Tempête rouge
de Tsering Dondrup

critiqué par Débézed, le 3 avril 2019
(Besançon - 77 ans)


La note:  étoiles
Libération sanglante
Avant de plonger dans la tempête rouge qui déferle sur les plateaux tibétains, il convient d’évoquer la genèse de ce livre et l’histoire de son auteur toujours interdit de passeport dans son pays natal. Tsering Dondrup est un écrivain à la notoriété bien établi entre le Tibet et le Qinghai, province qui comporte actuellement la plus grande partie de l’ancienne province tibétaine de l’Amdo d’où il est originaire et où il réside toujours, quand, en 2005, il décide d’écrire un roman dont l’intrigue raconte l’histoire de la « libération du Tibet », expression qui signifie pour les Tibétains la conquête de leur pays et son intégration dans l’immense Chine populaire. Ce livre ayant été refusé par tous les éditeurs officiels, contrôlés par le gouvernement, il l’édite à compte d’auteur, à mille cinq cents exemplaires très vite vendus. Les autorités n’ont pas eu le temps de l’interdire mais, en 2013, quand une nouvelle édition est publiée à Hong Kong, avec une préface de Li Jianglin, militante de la cause tibétaine aux Etats-Unis, la censure sévit et les tracasseries à l’endroit de l’auteur se multiplient. La traductrice dans un excellent avant-propos raconte l’histoire de l’auteur, l’aventure de ce texte et explique son contenu.

= À produire =
Pourriez-vous reprendre la critique de Tempête rouge juste après sa dernière phrase et en écrire la suite ?

= Données fournies =
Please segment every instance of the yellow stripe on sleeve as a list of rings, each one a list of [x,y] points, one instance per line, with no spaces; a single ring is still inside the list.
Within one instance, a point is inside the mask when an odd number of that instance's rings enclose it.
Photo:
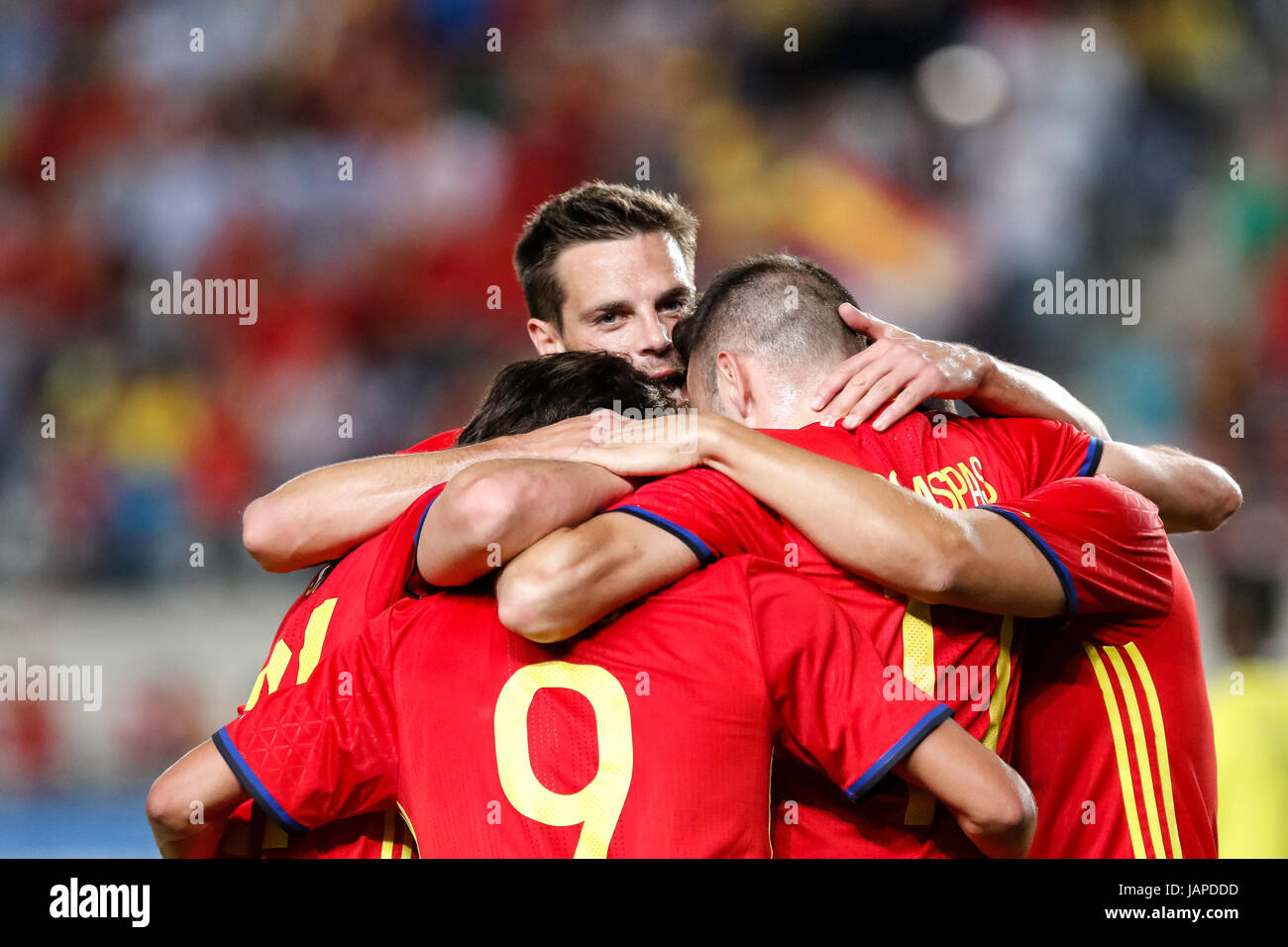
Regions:
[[[1136,675],[1141,687],[1145,688],[1145,701],[1149,703],[1149,716],[1154,723],[1154,754],[1158,756],[1158,781],[1163,791],[1163,810],[1167,816],[1167,836],[1172,843],[1172,858],[1184,858],[1181,853],[1181,834],[1176,827],[1176,800],[1172,798],[1172,765],[1167,755],[1167,729],[1163,727],[1163,707],[1158,702],[1158,691],[1154,689],[1154,679],[1145,665],[1145,656],[1140,653],[1136,642],[1128,642],[1123,648],[1132,664],[1136,666]]]
[[[1090,642],[1082,643],[1091,661],[1091,669],[1096,673],[1096,683],[1100,684],[1100,693],[1105,698],[1105,715],[1109,718],[1109,731],[1114,734],[1114,755],[1118,758],[1118,782],[1123,791],[1123,809],[1127,813],[1127,830],[1131,835],[1131,850],[1136,858],[1145,857],[1145,839],[1140,832],[1140,813],[1136,810],[1136,790],[1131,781],[1131,760],[1127,756],[1127,738],[1123,736],[1122,713],[1118,710],[1118,698],[1114,696],[1114,685],[1109,683],[1109,673],[1105,671],[1105,662],[1100,660],[1100,653]],[[1099,813],[1097,813],[1099,817]]]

= Résultat de l'exercice =
Pour ruser avec la censure, ou tout simplement pour ne pas trop s’exposer, Tsering Dondrup écrit une fiction assez complexe qui ne respecte aucune chronologie, ne laissant que quelques indices entre les descriptions pour situer et dater les événements racontés. L’histoire qu’il a conçue, met en scène un lama, Yak Sauvage Rinpoché, un homme très jeune, très riche, très adulé par ses fidèles et aussi très capricieux. Comme il est la réincarnation d’un Bouddha, on satisfait toutes ses attentes. Quand les Chinois pénètrent en Amdo, il comprend vite qu’il ne peut pas s’opposer à cette troupe très supérieure à la sienne, il décide alors de collaborer. Mais, après l’avoir abondamment utilisé, les Chinois l’arrête avec toutes les élites religieuses et sociales à l’occasion de la répression du soulèvement de 1958 en Amdo. Il connait alors la grande famine provoquée par le Grand Bond en avant prôné par Mao. Toujours aussi veule, en prison, il dénonce ses codétenus et même ses fidèles amis. Il subira de nouvelles privations à l’occasion de la Révolution culturelle des années soixante-dix. Les aventures de ce lama racontent les exactions extrêmes commises par les Chinois au Tibet où plusieurs millions d’individus ont été éliminés notamment par la famine, la maladie et les travaux forcés. En Occident, un certain nombre de personnes se souviennent encore des événements qui ont ensanglanté Lhassa en 1959 et occasionné le départ du Dalaï Lama, mais très peu sont celles qui ont entendu parler des atrocités commises en Amdo l’année précédente.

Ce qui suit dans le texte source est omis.